WRITTEN TASK:
Write out every one of the rows below, character for character.

* Start DATA FOR THIS EXERCISE *

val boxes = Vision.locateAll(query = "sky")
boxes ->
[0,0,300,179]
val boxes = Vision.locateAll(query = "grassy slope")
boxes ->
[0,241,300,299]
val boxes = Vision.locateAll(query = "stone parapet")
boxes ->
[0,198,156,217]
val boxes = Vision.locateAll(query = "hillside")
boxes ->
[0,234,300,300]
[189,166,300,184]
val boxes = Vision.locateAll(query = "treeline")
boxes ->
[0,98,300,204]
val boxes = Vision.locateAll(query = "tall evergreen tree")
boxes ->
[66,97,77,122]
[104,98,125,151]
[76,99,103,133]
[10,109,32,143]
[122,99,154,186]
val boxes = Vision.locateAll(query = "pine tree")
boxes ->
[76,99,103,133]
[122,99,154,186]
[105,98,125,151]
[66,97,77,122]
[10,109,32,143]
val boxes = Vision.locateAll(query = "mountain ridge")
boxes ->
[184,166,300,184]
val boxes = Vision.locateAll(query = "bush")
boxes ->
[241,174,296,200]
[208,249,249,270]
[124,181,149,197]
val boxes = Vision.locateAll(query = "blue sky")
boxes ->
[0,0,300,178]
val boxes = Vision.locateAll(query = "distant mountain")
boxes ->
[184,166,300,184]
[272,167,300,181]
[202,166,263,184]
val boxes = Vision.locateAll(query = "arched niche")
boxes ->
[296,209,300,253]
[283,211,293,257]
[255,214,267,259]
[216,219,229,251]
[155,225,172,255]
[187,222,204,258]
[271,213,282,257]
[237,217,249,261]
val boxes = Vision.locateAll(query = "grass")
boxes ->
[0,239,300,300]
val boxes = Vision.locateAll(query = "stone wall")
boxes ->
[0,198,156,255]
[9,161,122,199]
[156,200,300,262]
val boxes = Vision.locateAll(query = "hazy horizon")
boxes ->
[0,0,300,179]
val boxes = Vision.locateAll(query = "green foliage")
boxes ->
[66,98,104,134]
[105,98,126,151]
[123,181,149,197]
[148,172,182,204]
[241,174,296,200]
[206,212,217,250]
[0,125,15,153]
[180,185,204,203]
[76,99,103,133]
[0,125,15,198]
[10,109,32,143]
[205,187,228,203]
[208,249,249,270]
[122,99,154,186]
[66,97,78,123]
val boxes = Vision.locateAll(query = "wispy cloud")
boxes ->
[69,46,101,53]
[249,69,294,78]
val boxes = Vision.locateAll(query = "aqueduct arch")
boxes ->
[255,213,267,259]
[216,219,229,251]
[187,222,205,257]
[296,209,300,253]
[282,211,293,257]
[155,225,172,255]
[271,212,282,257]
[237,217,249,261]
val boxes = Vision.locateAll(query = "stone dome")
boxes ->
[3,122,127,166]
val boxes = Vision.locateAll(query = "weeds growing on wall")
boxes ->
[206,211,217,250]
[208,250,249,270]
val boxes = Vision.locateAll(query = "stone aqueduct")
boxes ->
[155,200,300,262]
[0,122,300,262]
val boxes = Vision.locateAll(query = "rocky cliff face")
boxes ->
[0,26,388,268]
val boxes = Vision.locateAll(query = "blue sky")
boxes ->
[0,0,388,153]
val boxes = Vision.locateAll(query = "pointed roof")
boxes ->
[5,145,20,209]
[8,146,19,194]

* End DATA FOR THIS EXERCISE *

WORKED ANSWER:
val boxes = Vision.locateAll(query = "sky")
boxes ->
[0,0,300,179]
val boxes = Vision.locateAll(query = "grassy slope")
boxes ->
[0,241,300,299]
val boxes = Vision.locateAll(query = "stone parapet")
boxes ->
[0,198,156,217]
val boxes = Vision.locateAll(query = "hillside")
boxes ->
[0,234,300,300]
[189,166,300,184]
val boxes = Vision.locateAll(query = "treeline")
boxes ->
[0,98,300,204]
val boxes = Vision.locateAll(query = "tall evergreen tree")
boxes ->
[66,97,77,122]
[104,98,125,151]
[76,99,103,133]
[10,109,32,143]
[122,99,154,186]
val boxes = Vision.locateAll(query = "pine tree")
boxes ->
[76,99,103,133]
[122,99,154,186]
[105,98,125,151]
[66,97,77,122]
[10,109,32,143]
val boxes = Vision.locateAll(query = "mountain ridge")
boxes ->
[184,166,300,184]
val boxes = Vision.locateAll(query = "bush")
boxes ->
[241,174,296,200]
[208,249,249,270]
[124,181,149,197]
val boxes = Vision.locateAll(query = "blue sky")
boxes ->
[0,0,300,178]
val boxes = Vision.locateAll(query = "distant mountain")
boxes ->
[184,166,300,184]
[272,167,300,181]
[202,166,263,184]
val boxes = Vision.locateAll(query = "arched niche")
boxes ->
[296,209,300,253]
[283,211,293,257]
[255,214,267,259]
[216,219,229,251]
[155,225,172,255]
[187,222,204,258]
[271,213,282,257]
[237,217,249,261]
val boxes = Vision.locateAll(query = "grass")
boxes ->
[0,239,300,300]
val boxes = Vision.locateAll(query = "stone wall")
boxes ->
[0,198,156,255]
[9,161,122,199]
[156,200,300,262]
val boxes = Vision.locateAll(query = "hazy horizon")
boxes ->
[0,0,300,179]
val boxes = Vision.locateAll(query = "green foliage")
boxes ->
[66,98,104,134]
[105,98,126,151]
[123,181,149,197]
[148,172,182,204]
[241,174,296,200]
[206,212,217,250]
[0,125,15,153]
[180,185,204,203]
[76,99,103,133]
[0,125,15,198]
[10,109,32,143]
[205,187,228,203]
[208,249,249,270]
[122,99,154,186]
[66,97,78,123]
val boxes = Vision.locateAll(query = "wispy cloud")
boxes ->
[69,46,101,53]
[249,69,294,78]
val boxes = Vision.locateAll(query = "aqueduct arch")
boxes ->
[255,213,267,259]
[216,219,229,251]
[187,222,205,257]
[296,209,300,253]
[282,211,293,257]
[155,225,172,255]
[271,212,282,257]
[237,217,249,261]
val boxes = Vision.locateAll(query = "stone dome")
boxes ->
[3,122,127,166]
val boxes = Vision.locateAll(query = "weeds growing on wall")
boxes ->
[206,211,217,250]
[208,250,249,270]
val boxes = Vision.locateAll(query = "stone aqueduct")
boxes ->
[155,200,300,262]
[0,122,300,262]
val boxes = Vision.locateAll(query = "rocky cliff face")
boxes ->
[0,26,388,268]
val boxes = Vision.locateAll(query = "blue sky")
boxes ->
[0,0,388,153]
val boxes = Vision.locateAll(query = "pointed roof")
boxes ->
[5,145,20,209]
[8,146,19,194]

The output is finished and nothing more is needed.